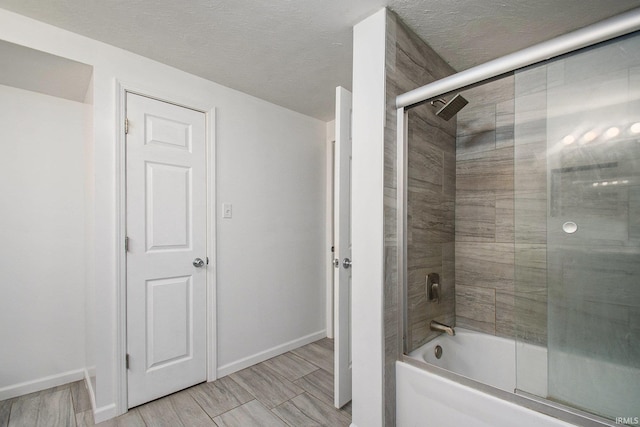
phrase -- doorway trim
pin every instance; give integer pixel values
(120, 347)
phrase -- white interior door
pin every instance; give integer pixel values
(342, 244)
(166, 230)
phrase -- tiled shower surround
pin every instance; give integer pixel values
(460, 218)
(488, 197)
(411, 63)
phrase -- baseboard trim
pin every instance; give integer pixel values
(43, 383)
(238, 365)
(88, 373)
(105, 413)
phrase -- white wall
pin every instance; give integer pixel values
(42, 227)
(270, 165)
(368, 220)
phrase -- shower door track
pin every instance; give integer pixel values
(600, 32)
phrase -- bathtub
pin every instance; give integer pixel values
(434, 394)
(489, 359)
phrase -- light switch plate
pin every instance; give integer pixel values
(227, 210)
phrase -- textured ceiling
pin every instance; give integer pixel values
(295, 52)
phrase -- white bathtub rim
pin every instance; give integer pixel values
(526, 400)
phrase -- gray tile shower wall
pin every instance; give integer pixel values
(501, 203)
(484, 223)
(411, 63)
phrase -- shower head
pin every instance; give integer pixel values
(451, 108)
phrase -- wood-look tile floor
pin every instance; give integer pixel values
(293, 389)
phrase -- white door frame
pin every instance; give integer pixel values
(121, 273)
(329, 254)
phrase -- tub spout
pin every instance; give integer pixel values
(441, 327)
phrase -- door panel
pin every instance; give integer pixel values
(342, 243)
(166, 229)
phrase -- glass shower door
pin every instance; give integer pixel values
(592, 243)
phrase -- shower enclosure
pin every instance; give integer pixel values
(526, 207)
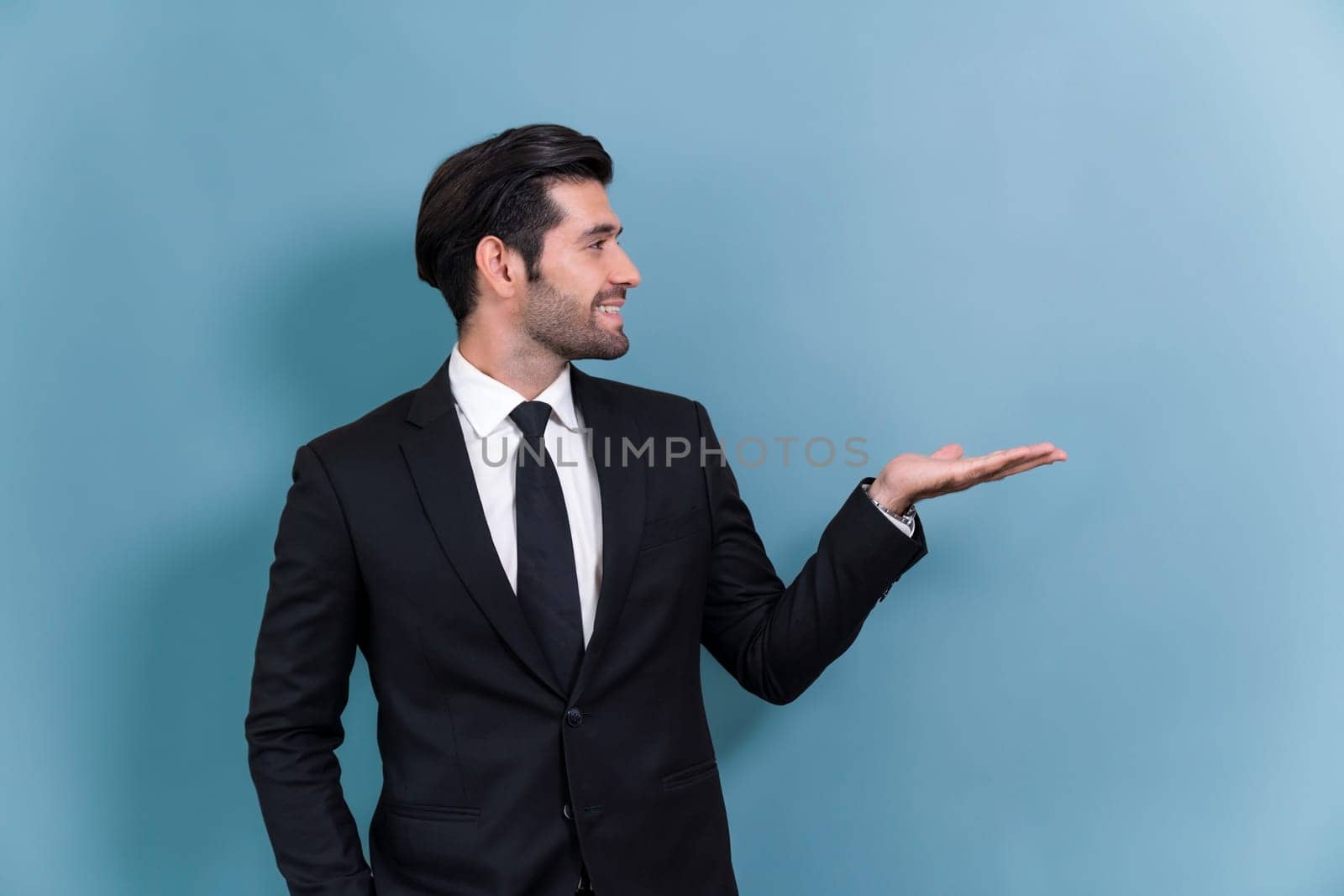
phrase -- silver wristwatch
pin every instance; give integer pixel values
(907, 517)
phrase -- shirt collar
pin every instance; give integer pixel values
(487, 402)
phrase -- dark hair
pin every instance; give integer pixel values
(499, 187)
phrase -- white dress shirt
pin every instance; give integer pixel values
(492, 443)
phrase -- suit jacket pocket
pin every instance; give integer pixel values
(671, 528)
(692, 774)
(432, 813)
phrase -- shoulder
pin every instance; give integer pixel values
(370, 434)
(654, 409)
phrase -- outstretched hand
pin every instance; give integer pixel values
(918, 477)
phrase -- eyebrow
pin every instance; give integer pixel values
(597, 230)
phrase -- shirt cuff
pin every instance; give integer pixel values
(905, 524)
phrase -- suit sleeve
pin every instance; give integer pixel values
(776, 640)
(300, 684)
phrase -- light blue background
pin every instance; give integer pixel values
(1115, 228)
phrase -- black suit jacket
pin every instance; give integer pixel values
(495, 782)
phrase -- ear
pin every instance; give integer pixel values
(501, 269)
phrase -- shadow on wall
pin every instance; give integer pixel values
(333, 340)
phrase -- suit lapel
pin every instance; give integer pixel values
(622, 486)
(436, 456)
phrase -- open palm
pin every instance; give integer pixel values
(918, 477)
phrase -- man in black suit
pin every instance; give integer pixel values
(530, 558)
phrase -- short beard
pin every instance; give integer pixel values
(561, 324)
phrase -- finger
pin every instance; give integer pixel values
(1028, 464)
(995, 461)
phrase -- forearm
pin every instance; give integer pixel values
(774, 638)
(306, 649)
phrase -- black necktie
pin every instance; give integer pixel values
(548, 584)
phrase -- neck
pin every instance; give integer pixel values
(512, 359)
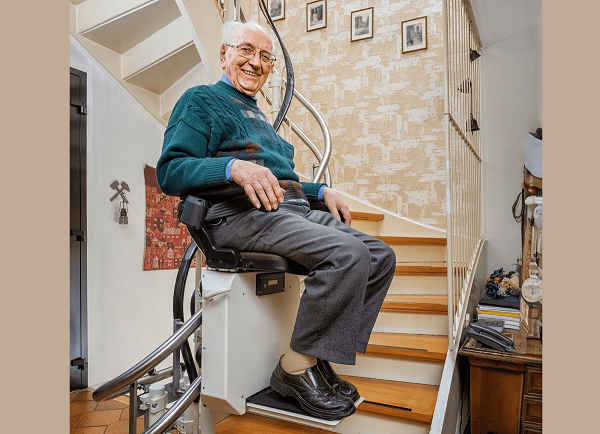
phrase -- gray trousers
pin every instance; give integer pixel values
(350, 273)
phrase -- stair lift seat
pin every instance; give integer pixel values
(243, 334)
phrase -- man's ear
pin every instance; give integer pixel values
(222, 55)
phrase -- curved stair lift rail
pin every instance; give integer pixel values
(109, 388)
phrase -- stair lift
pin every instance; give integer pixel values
(243, 314)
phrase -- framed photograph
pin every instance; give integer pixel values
(276, 9)
(316, 15)
(362, 24)
(414, 35)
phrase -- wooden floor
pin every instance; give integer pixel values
(109, 417)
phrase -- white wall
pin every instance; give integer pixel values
(129, 310)
(511, 107)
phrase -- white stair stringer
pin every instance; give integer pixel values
(197, 75)
(122, 24)
(162, 45)
(148, 48)
(393, 368)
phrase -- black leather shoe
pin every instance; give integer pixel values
(313, 393)
(343, 387)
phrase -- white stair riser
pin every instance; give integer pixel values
(394, 368)
(160, 45)
(419, 253)
(366, 226)
(368, 423)
(419, 285)
(412, 323)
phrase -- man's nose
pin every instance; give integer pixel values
(255, 60)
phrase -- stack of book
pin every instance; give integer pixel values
(501, 309)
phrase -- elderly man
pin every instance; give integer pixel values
(217, 134)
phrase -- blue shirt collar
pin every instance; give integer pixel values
(224, 79)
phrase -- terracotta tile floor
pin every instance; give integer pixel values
(109, 417)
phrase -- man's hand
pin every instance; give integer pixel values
(258, 183)
(336, 205)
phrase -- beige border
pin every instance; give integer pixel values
(35, 216)
(571, 241)
(35, 176)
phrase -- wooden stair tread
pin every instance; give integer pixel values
(429, 347)
(254, 424)
(412, 241)
(416, 303)
(396, 398)
(421, 269)
(369, 216)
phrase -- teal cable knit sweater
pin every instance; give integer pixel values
(211, 125)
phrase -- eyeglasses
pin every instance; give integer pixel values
(249, 52)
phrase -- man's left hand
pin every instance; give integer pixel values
(336, 205)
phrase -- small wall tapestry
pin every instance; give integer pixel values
(166, 238)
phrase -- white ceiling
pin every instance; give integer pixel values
(498, 20)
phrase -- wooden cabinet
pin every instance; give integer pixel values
(506, 389)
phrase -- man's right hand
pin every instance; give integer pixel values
(259, 184)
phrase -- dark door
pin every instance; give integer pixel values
(78, 235)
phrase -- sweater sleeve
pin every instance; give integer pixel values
(185, 162)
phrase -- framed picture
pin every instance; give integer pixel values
(316, 15)
(276, 9)
(414, 35)
(362, 24)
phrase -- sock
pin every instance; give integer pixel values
(295, 363)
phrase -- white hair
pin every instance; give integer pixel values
(232, 28)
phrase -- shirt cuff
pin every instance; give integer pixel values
(228, 170)
(320, 194)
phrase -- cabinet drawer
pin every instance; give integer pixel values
(531, 428)
(532, 409)
(533, 381)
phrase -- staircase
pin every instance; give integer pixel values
(399, 376)
(156, 49)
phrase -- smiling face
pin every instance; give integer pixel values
(246, 75)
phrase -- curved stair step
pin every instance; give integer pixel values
(427, 347)
(421, 269)
(394, 398)
(369, 216)
(254, 424)
(416, 303)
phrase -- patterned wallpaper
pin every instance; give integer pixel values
(384, 108)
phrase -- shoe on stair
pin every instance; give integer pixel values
(313, 393)
(343, 387)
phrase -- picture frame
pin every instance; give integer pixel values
(316, 15)
(414, 34)
(361, 24)
(276, 9)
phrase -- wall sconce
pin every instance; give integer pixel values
(123, 220)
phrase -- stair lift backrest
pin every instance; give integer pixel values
(243, 335)
(193, 210)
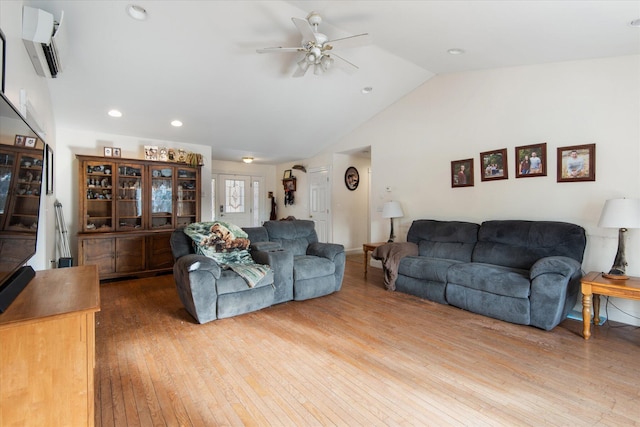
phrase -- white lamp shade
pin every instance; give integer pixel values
(620, 213)
(392, 210)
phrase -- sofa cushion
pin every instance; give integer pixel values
(519, 244)
(310, 267)
(444, 239)
(489, 278)
(230, 282)
(294, 236)
(432, 269)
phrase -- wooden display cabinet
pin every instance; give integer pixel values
(129, 208)
(20, 188)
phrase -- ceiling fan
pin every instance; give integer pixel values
(317, 48)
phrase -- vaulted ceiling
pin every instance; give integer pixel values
(196, 61)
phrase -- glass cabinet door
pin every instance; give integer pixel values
(162, 197)
(187, 197)
(129, 197)
(7, 161)
(24, 212)
(98, 190)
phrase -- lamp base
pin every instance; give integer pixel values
(615, 276)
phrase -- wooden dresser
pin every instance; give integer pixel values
(47, 350)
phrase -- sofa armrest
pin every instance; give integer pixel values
(325, 250)
(561, 265)
(281, 262)
(265, 246)
(555, 283)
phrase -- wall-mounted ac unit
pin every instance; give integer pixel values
(41, 37)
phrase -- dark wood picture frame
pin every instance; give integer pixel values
(351, 178)
(49, 168)
(494, 165)
(577, 163)
(289, 184)
(462, 173)
(526, 156)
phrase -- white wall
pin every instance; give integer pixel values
(457, 116)
(74, 142)
(251, 169)
(350, 208)
(20, 74)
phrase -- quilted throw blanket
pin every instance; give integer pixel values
(228, 245)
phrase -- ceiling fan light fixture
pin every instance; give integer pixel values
(326, 61)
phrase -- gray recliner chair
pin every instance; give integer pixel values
(209, 292)
(292, 250)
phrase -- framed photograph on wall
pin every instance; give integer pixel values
(494, 165)
(531, 160)
(3, 59)
(577, 163)
(351, 178)
(289, 184)
(462, 173)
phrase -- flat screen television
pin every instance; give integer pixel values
(22, 174)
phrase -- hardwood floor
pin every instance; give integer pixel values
(361, 356)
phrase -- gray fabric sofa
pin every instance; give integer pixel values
(313, 269)
(525, 272)
(301, 268)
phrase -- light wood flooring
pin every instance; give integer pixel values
(360, 357)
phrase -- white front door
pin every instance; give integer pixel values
(234, 199)
(319, 200)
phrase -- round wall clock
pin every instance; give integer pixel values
(351, 178)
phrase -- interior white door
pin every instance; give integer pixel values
(234, 199)
(320, 197)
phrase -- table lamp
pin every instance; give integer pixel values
(392, 210)
(621, 214)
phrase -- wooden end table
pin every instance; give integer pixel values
(366, 248)
(594, 284)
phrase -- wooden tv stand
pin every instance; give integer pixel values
(47, 350)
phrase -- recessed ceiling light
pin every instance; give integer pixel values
(138, 13)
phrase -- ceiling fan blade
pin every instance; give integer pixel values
(346, 42)
(305, 29)
(343, 64)
(280, 50)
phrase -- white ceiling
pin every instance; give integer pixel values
(196, 61)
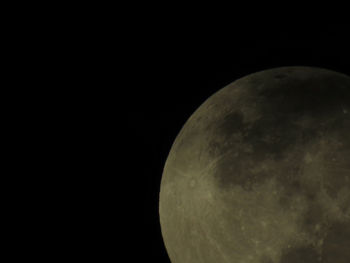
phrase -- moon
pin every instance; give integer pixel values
(260, 173)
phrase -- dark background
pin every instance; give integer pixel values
(177, 70)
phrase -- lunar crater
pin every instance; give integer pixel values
(265, 168)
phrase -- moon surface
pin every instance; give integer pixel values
(260, 173)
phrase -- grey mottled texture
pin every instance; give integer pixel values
(260, 173)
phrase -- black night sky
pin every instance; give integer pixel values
(180, 69)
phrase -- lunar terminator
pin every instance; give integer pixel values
(260, 173)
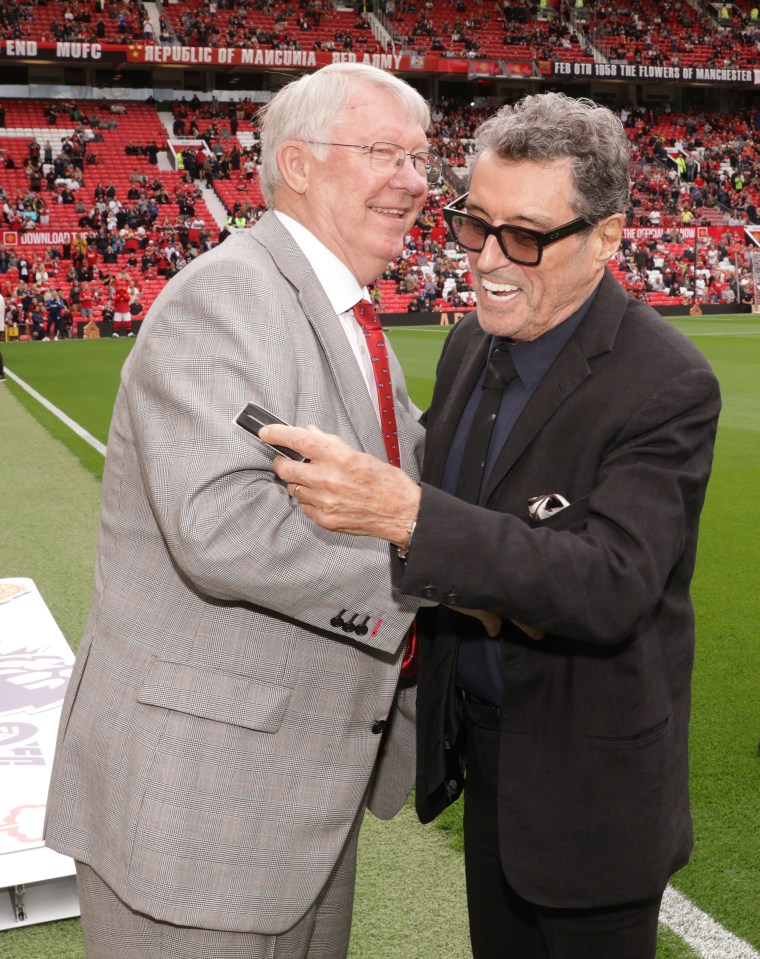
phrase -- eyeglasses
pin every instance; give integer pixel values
(517, 243)
(389, 157)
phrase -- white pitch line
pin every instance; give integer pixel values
(72, 424)
(705, 936)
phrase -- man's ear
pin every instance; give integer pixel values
(610, 236)
(294, 160)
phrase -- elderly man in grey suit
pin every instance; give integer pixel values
(569, 445)
(236, 704)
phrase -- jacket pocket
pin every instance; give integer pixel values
(221, 697)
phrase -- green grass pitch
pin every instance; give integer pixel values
(723, 879)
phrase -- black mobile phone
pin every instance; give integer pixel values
(253, 417)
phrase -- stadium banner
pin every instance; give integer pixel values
(258, 56)
(22, 238)
(687, 232)
(36, 884)
(638, 71)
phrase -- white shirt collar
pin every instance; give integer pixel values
(339, 283)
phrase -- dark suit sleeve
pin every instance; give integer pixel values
(596, 569)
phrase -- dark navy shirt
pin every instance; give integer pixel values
(479, 668)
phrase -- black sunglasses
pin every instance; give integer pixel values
(517, 243)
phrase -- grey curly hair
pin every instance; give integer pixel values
(551, 126)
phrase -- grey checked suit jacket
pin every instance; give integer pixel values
(219, 735)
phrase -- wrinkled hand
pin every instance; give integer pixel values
(342, 489)
(492, 622)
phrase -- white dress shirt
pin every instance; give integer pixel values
(343, 291)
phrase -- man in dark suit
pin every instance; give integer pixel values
(569, 445)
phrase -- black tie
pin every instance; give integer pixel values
(499, 374)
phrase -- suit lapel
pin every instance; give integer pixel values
(350, 386)
(595, 335)
(458, 373)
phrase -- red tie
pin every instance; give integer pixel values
(373, 332)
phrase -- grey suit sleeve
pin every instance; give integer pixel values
(222, 336)
(596, 569)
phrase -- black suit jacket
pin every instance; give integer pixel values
(593, 805)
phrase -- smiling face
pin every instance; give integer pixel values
(360, 213)
(523, 302)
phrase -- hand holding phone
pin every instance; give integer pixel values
(253, 417)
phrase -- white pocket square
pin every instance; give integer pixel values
(542, 507)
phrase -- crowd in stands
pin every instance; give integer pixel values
(133, 226)
(651, 32)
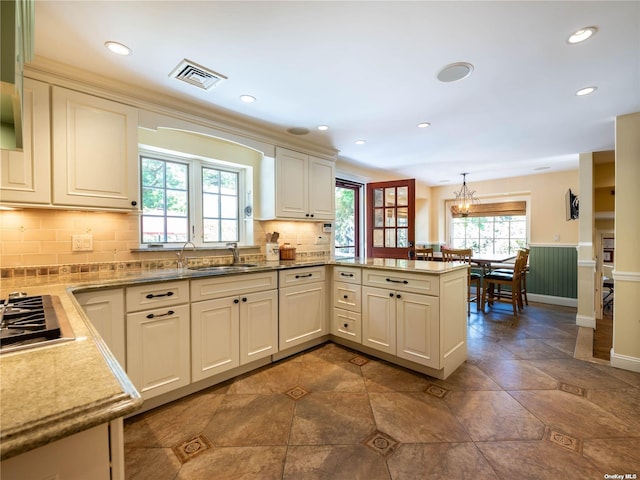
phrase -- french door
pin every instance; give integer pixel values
(390, 219)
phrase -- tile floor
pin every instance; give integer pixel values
(521, 407)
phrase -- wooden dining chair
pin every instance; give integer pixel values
(495, 280)
(464, 255)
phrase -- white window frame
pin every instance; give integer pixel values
(195, 210)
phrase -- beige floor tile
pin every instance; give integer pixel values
(517, 375)
(491, 416)
(236, 463)
(150, 464)
(328, 418)
(382, 377)
(573, 415)
(334, 462)
(245, 420)
(537, 460)
(614, 455)
(459, 461)
(415, 417)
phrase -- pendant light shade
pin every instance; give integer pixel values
(465, 199)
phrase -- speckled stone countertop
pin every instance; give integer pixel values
(50, 392)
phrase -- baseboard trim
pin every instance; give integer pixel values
(563, 301)
(625, 362)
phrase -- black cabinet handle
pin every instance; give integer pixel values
(152, 315)
(168, 294)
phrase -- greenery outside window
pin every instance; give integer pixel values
(492, 229)
(190, 199)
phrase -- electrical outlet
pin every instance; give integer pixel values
(81, 243)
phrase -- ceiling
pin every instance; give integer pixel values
(368, 71)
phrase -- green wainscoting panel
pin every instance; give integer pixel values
(553, 271)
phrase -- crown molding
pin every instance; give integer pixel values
(62, 75)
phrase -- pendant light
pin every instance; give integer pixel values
(465, 199)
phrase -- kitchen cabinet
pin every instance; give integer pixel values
(305, 186)
(25, 176)
(77, 457)
(105, 309)
(302, 300)
(95, 151)
(234, 321)
(158, 337)
(346, 321)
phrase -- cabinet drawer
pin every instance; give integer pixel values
(347, 274)
(229, 285)
(157, 295)
(347, 296)
(300, 276)
(406, 282)
(347, 325)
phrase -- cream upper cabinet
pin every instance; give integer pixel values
(25, 176)
(95, 150)
(305, 186)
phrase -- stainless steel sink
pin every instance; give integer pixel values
(224, 268)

##########

YOUR TASK —
An exact copy is needed of only the lines from the top of the material through the line with "phrase -- shirt collar"; no pictures belong in it.

REPLY TO THE TASK —
phrase -- doorway trim
pin every instance; give integer pixel values
(120, 347)
phrase -- white interior door
pin every instance; give integer pixel values
(342, 244)
(166, 230)
phrase -- tiled shower surround
pin every instance; give integer pixel values
(460, 218)
(488, 197)
(411, 63)
phrase -- baseboard trim
pin every instance; give integer pixel values
(43, 383)
(238, 365)
(88, 373)
(105, 413)
phrase -- white wall
pin every instance; give integer pixel values
(42, 227)
(270, 165)
(368, 220)
phrase -- shower door track
pin every instance; give integer pixel values
(600, 32)
phrase -- bathtub
pin every instance; give integer pixel values
(434, 394)
(489, 359)
phrase -- light switch plate
pin every instance; give integer pixel values
(227, 210)
phrase -- textured ceiling
pin every instance; give integer pixel values
(295, 52)
phrase -- white bathtub rim
pin every instance; give integer pixel values
(526, 400)
phrase -- gray tile shower wall
pin every instance; give integer pixel values
(501, 203)
(484, 223)
(411, 63)
phrase -- shower head
pin every instance; give integer pixel values
(451, 108)
phrase -- wood-look tile floor
pin every instance; give integer pixel values
(293, 389)
phrase -- white door frame
pin every instance; give integer pixel values
(121, 273)
(329, 254)
phrase -- tub spout
pin every instance; give integer pixel values
(441, 327)
phrase -- door panel
pin every instance; give integer pixel values
(342, 243)
(166, 229)
phrase -- glass shower door
pin every instance; give integer pixel values
(592, 243)
phrase -- shower enclosure
pin every instance; give integer pixel values
(526, 207)
phrase -- silver wristwatch
pin every instance; give integer pixel values
(907, 517)
phrase -- shirt collar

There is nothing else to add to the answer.